> Required work
Every line from the one that includes "jacket in the photo above." to the end of the entries should be written out exactly, with the first and last included.

* * * * *

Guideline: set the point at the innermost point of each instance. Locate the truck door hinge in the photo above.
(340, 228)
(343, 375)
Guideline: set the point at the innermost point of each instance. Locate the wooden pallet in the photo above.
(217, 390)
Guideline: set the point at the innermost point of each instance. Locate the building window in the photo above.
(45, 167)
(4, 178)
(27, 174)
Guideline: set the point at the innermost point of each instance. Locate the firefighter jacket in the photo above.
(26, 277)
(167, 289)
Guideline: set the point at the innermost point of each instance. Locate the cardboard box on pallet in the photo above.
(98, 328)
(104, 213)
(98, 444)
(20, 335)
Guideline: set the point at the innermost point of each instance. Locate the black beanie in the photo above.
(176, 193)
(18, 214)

* * * * *

> Result below
Guideline: set the point at the innermost point of each instance. Locate the firefighter jacket in the photo above.
(26, 277)
(167, 289)
Guideline: set the point at the innermost point of each instance. Locate the cardboard box on pallet in the photo above.
(98, 328)
(104, 213)
(98, 444)
(20, 335)
Guideline: set the point at the innermost point of each instance. Locate the black beanie in the photo above.
(176, 193)
(18, 214)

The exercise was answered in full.